Objective: Extract every line from the records below that contains the string "such".

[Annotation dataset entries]

----------------

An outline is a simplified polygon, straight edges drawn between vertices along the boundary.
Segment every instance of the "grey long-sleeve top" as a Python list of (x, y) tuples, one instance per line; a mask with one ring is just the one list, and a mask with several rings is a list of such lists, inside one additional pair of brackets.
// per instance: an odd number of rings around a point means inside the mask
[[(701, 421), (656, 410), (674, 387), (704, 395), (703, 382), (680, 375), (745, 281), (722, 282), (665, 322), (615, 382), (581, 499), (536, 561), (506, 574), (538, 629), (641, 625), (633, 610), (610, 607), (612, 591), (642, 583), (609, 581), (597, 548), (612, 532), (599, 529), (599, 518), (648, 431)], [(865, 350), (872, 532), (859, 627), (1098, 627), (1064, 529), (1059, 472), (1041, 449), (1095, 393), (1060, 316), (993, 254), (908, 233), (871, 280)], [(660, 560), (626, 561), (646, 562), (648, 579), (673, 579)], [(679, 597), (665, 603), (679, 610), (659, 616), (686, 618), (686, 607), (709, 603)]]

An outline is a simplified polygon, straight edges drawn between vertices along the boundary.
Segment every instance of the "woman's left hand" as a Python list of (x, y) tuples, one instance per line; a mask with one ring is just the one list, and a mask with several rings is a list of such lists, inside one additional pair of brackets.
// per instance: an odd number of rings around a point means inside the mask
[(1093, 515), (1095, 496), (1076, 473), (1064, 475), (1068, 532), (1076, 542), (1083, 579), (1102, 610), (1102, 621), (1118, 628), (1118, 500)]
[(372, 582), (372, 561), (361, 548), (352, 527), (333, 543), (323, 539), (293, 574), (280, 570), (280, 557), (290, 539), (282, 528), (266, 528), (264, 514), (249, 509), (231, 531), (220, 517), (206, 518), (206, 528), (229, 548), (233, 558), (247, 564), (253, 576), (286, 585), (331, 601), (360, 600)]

----------------

Result of this exercise:
Segment every instance of the "grey long-sleeve top" as a Python list of (x, y) tuples, one instance per line; a mask with one ring is just the one list, and a mask with several rings is a list of such lists, inside one additional pair of brackets.
Segment every instance of the "woman's left hand" as a Python list of (x, y) tuples, one instance per line; a mask with one ring is just the one list, and a mask with several rings is a list of such lists, inside one additional pair of brackets.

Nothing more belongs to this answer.